A word-for-word transcription of the data below is required.

[Saved entries]
============

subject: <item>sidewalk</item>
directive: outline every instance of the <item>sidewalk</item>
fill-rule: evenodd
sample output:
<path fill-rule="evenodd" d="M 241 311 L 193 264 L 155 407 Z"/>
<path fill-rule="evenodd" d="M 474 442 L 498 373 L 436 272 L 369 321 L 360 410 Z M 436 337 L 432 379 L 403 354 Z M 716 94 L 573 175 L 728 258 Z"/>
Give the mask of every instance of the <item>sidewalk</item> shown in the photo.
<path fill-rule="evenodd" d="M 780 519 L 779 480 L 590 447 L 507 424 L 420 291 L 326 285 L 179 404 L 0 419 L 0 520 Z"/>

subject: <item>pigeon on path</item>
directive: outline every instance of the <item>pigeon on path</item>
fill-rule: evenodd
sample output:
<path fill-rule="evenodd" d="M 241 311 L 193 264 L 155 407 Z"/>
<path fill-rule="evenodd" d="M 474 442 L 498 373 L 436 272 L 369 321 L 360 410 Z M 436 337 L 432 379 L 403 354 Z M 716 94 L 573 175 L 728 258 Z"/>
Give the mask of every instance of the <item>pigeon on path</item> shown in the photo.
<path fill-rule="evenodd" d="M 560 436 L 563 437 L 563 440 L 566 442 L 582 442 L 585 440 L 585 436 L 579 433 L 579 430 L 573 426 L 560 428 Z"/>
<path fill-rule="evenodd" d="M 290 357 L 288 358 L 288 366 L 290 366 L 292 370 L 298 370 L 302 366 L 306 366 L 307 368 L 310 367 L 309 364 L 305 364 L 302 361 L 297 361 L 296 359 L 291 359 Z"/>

============

▶ [ANSWER BOX]
subject: <item>sidewalk</item>
directive: outline every instance of the <item>sidewalk</item>
fill-rule: evenodd
sample output:
<path fill-rule="evenodd" d="M 241 311 L 193 264 L 155 407 Z"/>
<path fill-rule="evenodd" d="M 474 442 L 498 373 L 436 272 L 369 321 L 360 410 Z M 436 337 L 432 379 L 403 354 Z M 716 94 L 573 175 L 728 258 Z"/>
Give the mask of every instance of the <item>sidewalk</item> shown in the photo.
<path fill-rule="evenodd" d="M 780 519 L 779 480 L 590 447 L 507 424 L 420 291 L 326 285 L 179 404 L 0 419 L 0 520 Z"/>

subject: <item>pigeon on path</item>
directive: outline every instance of the <item>pigeon on path</item>
fill-rule: evenodd
sample output:
<path fill-rule="evenodd" d="M 241 311 L 193 264 L 155 407 Z"/>
<path fill-rule="evenodd" d="M 474 442 L 498 373 L 436 272 L 369 321 L 360 410 Z M 436 337 L 432 379 L 403 354 Z M 716 94 L 573 175 L 728 258 Z"/>
Give the mask of every instance of the <item>pigeon on path</item> shown in the photo.
<path fill-rule="evenodd" d="M 560 436 L 563 437 L 563 440 L 566 442 L 582 442 L 585 440 L 585 436 L 579 433 L 579 430 L 573 426 L 560 428 Z"/>
<path fill-rule="evenodd" d="M 290 357 L 288 358 L 288 366 L 290 366 L 292 370 L 298 370 L 302 366 L 306 366 L 307 368 L 310 367 L 309 364 L 305 364 L 302 361 L 297 361 L 296 359 L 291 359 Z"/>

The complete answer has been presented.